1) The model regularizer ℛ₂(·) for S can be customized for different tasks. For example, we employ Frobenius norm for AD/PD diagnosis which belongs to multiclass classification, while for multi-label classification, we can use other techniques (e.g., low-rank) to explore the correlation among different labels. 2) The matrices $\stackrel{\sim }{{\mathbf{K}}^{(v)}}$s are approximations of the kernel matrices K^(v)s, and it is difficult to ensure $\stackrel{\sim }{{\mathbf{K}}^{(v)}}$s to be strict kernel matrices. 3) For our model, the kernels themselves can be regarded as the entries of feature vectors within a generalized linear model (Roth 2004), i.e., $\varphi ({\mathbf{x}}^{(v)})={[k({\mathbf{x}}^{(v)},{\mathbf{x}}_1^{(v)}),\dots ,k({\mathbf{x}}^{(v)},{\mathbf{x}}_N^{(v)}),1]}^{\top }$.

To summarize, our model has the following merits: (1) Our model focuses on exploring complex correlations among the features and the class labels by introducing a middle layer equipped with kernel technique; (2) Benefiting from the kernel technique, the high-order correlation of different views is thoroughly exploited by learning the latent representation approximate to the kernel matrices of different views equipped with a low-rank tensor; (3) Both the complex input-output correlation and the high-order multi-view correlation are addressed seamlessly in a unified framework.

Optimization

Our objective function in Eq. (4) simultaneously seeks to optimize multiple projections P^(v)s, matrices $\stackrel{\sim }{{\mathbf{K}}^{(v)}}$s and model S. Since it is not jointly convex with respect to all the variables P^(v)s, $\stackrel{\sim }{{\mathbf{K}}^{(v)}}$s and S, we employ Alternating Direction Method of Multipliers (ADMM) (Boyd et al. 2011). To adopt the alternating direction minimization strategy to our problem, we need to make our objective function separable. Therefore, we introduce auxiliary variables 𝓖, and induce the following equivalent problem to be minimized

$$\begin{gathered} \mathcal{L}({\mathbf{P}}^{(1)},\dots ,{\mathbf{P}}^{(V)};\stackrel{\sim }{{\mathbf{K}}^{(1)}},\dots ,\stackrel{\sim }{{\mathbf{K}}^{(V)}};\mathbf{S};\mathcal{G};\mathcal{W}) \\ =\frac{1}{2}{\Vert {\mathcal{P}}_O(\mathbf{SZ}-\mathbf{Y})\Vert }_F^2 \\ +\frac{\gamma }{2}\sum _{v=1}^V{\Vert {\mathbf{P}}^{(v)}\stackrel{\sim }{\mathrm{\Phi }{({\mathbf{X}}^{(v)})}^{\top }}\Vert }_F^2 \\ +\frac{\beta }{2}{\Vert \mathcal{K}-\stackrel{\sim }{\mathcal{K}}\Vert }_F^2+\langle \mathcal{W},\stackrel{\sim }{\mathcal{K}}-\mathcal{G}\rangle +\frac{\mu }{2}{\Vert \stackrel{\sim }{\mathcal{K}}-\mathcal{G}\Vert }_F^2 \\ +\frac{\eta }{2}{\Vert \mathbf{S}\Vert }_F^2+\alpha {\Vert \mathcal{G}\Vert }_{\ast }, \end{gathered}$$ (6)

• DATA:
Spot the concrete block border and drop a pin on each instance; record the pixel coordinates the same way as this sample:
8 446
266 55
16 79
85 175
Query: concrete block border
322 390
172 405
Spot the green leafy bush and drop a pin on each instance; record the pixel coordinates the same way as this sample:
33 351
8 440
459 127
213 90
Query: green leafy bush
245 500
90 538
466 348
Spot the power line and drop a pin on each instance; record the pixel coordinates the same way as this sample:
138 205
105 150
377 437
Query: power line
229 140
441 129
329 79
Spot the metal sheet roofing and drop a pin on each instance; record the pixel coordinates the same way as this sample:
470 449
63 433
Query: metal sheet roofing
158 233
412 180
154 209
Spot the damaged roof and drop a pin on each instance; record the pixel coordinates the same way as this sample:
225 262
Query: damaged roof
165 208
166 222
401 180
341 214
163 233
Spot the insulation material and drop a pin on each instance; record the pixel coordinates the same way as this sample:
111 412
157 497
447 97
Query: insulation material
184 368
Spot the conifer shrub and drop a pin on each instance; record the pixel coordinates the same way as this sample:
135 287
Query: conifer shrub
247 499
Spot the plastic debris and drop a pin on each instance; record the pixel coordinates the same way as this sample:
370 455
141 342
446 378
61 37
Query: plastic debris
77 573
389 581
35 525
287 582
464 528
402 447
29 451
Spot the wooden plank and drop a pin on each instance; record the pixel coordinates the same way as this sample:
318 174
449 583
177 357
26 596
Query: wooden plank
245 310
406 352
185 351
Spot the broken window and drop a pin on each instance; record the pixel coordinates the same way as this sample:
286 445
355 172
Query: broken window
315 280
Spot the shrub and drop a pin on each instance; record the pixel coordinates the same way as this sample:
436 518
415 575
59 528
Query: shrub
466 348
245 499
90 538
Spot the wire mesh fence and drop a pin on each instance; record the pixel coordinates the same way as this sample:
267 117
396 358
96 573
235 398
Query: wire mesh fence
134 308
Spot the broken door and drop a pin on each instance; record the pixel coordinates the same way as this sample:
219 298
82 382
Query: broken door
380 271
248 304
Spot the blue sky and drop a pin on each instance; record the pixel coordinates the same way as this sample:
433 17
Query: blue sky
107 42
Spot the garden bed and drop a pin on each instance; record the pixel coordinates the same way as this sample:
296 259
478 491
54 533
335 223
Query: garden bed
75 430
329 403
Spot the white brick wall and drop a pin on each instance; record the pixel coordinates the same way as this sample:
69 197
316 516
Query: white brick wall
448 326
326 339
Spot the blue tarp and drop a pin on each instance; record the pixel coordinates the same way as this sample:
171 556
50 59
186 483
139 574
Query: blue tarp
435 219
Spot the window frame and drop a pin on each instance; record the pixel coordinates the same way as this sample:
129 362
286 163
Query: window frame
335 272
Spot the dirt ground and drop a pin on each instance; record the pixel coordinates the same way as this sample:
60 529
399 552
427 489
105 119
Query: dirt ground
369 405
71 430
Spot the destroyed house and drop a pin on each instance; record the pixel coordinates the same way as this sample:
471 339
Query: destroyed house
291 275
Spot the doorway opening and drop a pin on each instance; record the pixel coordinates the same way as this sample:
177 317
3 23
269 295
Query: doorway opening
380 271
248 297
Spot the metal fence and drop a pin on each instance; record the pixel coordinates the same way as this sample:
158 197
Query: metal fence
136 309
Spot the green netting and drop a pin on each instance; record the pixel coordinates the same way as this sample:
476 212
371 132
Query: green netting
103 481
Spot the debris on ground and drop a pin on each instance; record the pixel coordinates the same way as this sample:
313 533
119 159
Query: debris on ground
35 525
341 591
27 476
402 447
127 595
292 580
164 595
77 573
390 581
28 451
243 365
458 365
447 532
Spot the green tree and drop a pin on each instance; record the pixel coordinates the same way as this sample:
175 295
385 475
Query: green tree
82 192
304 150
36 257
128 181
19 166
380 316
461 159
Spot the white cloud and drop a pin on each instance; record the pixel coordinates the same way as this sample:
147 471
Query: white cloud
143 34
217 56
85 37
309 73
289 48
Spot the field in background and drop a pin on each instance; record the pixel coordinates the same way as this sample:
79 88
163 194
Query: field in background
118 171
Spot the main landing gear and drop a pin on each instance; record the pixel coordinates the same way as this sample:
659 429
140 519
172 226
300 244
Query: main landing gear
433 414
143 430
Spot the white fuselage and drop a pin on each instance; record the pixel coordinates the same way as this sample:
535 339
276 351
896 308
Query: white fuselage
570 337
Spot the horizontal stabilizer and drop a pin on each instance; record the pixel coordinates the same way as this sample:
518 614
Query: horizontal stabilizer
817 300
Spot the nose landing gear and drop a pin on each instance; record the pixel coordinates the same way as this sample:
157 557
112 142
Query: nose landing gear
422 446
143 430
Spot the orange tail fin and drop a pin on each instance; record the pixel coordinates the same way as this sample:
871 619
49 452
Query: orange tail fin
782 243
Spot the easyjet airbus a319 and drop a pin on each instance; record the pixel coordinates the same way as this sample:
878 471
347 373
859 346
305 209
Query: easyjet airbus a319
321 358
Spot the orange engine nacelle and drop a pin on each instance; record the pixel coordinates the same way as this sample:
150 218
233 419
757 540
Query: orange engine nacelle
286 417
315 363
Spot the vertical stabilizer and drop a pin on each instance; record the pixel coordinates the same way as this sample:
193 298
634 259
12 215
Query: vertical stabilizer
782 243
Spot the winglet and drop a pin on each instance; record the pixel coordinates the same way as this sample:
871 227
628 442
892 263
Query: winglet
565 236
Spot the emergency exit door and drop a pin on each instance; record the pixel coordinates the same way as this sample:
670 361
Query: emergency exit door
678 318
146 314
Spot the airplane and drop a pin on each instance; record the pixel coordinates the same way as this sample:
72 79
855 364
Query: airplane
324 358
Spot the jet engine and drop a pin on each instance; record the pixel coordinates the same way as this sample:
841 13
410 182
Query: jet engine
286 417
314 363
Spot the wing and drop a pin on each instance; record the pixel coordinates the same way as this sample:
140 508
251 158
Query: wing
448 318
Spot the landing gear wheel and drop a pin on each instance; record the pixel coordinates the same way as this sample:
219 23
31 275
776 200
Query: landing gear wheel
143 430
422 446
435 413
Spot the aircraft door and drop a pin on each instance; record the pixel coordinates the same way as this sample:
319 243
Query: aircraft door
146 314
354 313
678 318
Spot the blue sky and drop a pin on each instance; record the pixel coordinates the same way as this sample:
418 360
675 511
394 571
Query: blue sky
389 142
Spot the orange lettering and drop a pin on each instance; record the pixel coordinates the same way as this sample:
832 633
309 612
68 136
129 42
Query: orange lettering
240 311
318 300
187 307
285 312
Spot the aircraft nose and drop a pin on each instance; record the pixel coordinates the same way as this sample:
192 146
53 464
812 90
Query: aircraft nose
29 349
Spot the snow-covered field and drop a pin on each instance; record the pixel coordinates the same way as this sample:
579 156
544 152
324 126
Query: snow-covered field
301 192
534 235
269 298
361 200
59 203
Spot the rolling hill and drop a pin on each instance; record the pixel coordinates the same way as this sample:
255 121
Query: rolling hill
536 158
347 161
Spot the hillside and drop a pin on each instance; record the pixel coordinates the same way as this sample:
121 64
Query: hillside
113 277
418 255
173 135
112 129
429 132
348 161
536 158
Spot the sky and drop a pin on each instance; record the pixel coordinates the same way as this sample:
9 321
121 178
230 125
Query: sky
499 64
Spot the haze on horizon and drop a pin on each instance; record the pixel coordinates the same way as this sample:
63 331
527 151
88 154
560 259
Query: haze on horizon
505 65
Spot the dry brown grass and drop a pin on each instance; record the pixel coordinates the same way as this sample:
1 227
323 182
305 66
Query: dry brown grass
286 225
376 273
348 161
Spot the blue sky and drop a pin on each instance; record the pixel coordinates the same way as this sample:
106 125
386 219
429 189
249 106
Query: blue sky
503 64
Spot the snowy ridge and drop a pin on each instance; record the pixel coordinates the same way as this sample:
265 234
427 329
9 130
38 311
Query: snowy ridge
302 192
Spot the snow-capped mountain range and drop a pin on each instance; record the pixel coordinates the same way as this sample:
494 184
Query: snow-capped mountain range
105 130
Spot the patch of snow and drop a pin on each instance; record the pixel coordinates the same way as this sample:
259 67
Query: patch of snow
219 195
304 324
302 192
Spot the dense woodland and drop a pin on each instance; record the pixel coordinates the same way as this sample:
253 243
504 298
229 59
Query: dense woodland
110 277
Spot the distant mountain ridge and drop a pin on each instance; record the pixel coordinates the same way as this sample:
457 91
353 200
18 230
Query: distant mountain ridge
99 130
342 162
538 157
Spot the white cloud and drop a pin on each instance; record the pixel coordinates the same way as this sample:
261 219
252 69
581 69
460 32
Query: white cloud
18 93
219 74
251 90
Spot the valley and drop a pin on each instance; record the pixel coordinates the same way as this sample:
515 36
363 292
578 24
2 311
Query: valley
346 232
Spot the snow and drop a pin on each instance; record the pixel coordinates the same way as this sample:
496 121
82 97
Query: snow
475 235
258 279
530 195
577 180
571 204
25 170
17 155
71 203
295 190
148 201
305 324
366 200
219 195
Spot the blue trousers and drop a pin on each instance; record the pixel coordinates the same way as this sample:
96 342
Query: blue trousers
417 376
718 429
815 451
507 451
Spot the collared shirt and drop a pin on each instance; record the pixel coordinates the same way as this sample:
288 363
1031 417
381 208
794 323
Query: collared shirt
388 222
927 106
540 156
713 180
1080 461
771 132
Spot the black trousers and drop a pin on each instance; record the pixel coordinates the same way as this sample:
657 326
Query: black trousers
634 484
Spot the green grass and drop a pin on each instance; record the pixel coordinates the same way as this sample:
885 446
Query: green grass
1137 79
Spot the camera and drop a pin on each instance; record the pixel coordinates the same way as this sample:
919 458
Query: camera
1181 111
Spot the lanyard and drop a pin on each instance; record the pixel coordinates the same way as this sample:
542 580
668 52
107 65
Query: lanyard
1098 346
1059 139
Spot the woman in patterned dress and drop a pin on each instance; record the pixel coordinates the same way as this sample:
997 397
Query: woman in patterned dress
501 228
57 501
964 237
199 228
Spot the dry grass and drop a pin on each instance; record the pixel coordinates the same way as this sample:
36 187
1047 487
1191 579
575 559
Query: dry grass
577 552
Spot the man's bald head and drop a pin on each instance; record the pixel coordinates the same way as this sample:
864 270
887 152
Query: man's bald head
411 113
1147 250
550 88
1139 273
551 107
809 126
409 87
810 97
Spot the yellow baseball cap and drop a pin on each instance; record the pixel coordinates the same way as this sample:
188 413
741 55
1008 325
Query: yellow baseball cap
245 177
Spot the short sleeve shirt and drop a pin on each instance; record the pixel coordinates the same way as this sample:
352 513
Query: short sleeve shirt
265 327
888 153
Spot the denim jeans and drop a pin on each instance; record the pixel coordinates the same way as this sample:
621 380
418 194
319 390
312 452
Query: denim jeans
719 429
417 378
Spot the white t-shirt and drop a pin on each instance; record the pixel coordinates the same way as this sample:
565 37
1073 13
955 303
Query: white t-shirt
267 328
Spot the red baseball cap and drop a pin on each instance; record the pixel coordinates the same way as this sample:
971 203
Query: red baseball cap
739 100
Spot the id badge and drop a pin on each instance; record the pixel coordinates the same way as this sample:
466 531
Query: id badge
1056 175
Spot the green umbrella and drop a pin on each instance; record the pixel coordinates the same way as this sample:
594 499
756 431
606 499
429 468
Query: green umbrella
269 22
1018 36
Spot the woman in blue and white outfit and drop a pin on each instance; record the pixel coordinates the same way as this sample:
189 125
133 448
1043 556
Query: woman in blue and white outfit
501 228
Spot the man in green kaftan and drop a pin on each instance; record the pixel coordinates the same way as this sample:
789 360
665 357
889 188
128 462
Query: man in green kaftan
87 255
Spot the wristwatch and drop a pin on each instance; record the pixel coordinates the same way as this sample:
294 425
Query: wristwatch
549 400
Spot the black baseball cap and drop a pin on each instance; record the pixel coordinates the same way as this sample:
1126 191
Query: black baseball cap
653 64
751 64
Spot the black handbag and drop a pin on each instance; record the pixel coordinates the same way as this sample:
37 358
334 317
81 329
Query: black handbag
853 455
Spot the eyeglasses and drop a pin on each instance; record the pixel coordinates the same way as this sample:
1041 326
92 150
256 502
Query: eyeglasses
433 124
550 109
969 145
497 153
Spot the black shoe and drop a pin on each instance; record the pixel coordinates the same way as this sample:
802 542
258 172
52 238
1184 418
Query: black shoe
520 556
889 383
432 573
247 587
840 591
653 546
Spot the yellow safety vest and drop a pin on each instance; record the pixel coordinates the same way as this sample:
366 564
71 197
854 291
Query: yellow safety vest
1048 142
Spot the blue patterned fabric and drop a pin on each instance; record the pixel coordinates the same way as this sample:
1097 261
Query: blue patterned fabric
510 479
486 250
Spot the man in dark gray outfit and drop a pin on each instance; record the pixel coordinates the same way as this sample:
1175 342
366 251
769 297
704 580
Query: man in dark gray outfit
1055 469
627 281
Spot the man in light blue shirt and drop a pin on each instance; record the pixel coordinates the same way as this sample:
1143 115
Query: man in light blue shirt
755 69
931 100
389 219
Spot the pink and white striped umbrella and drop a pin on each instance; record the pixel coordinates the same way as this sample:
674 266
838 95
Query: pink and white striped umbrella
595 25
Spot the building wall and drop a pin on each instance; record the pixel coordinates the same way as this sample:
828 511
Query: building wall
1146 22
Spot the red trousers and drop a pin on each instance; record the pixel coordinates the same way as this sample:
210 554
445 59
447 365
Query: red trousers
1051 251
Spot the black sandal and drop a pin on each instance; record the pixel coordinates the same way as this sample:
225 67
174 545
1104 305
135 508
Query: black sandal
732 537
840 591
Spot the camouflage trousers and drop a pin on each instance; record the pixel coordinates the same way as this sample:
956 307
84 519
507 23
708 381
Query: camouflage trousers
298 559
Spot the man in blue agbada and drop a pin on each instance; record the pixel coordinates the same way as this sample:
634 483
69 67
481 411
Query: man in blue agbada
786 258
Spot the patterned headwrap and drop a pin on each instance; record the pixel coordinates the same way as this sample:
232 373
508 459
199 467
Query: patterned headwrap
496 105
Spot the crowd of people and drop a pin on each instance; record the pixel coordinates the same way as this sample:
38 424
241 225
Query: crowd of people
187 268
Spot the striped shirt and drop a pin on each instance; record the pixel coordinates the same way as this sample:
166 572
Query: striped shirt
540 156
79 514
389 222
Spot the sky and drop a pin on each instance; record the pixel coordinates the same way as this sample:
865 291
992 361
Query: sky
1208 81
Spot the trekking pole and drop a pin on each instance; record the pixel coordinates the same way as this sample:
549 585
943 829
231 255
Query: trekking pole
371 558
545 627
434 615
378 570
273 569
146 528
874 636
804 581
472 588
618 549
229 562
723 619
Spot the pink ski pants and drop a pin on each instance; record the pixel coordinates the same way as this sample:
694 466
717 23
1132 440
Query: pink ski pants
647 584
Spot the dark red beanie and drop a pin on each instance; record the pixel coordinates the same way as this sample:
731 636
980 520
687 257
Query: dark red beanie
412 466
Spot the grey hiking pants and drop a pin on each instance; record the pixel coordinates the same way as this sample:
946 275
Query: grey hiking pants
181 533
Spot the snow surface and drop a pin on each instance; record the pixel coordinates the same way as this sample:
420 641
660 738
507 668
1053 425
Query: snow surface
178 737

• ASSIGNMENT 1: In the excerpt on the multi-view kernel model, which regularizer is used for AD/PD diagnosis?
• ASSIGNMENT 2:
State whether each statement agrees with the excerpt on the multi-view kernel model, and quote the deciding words for each.
(a) For multi-label classification, the model regularizer must be the Frobenius norm.
(b) Auxiliary variables 𝓖 are introduced so that the objective function becomes separable.
(c) The objective function is jointly convex with respect to all the variables.
• ASSIGNMENT 3: Reproduce the part of the excerpt on the multi-view kernel model starting with "To summarize, our" and going on through "a unified framework.".

• ANSWER 1: The Frobenius norm.

• ANSWER 2:
(a) No: "for multi-label classification, we can use other techniques (e.g., low-rank) to explore the correlation among different labels"
(b) Yes: "we need to make our objective function separable. Therefore, we introduce auxiliary variables 𝓖"
(c) No: "it is not jointly convex with respect to all the variables"

• ANSWER 3:
To summarize, our model has the following merits: (1) Our model focuses on exploring complex correlations among the features and the class labels by introducing a middle layer equipped with kernel technique; (2) Benefiting from the kernel technique, the high-order correlation of different views is thoroughly exploited by learning the latent representation approximate to the kernel matrices of different views equipped with a low-rank tensor; (3) Both the complex input-output correlation and the high-order multi-view correlation are addressed seamlessly in a unified framework.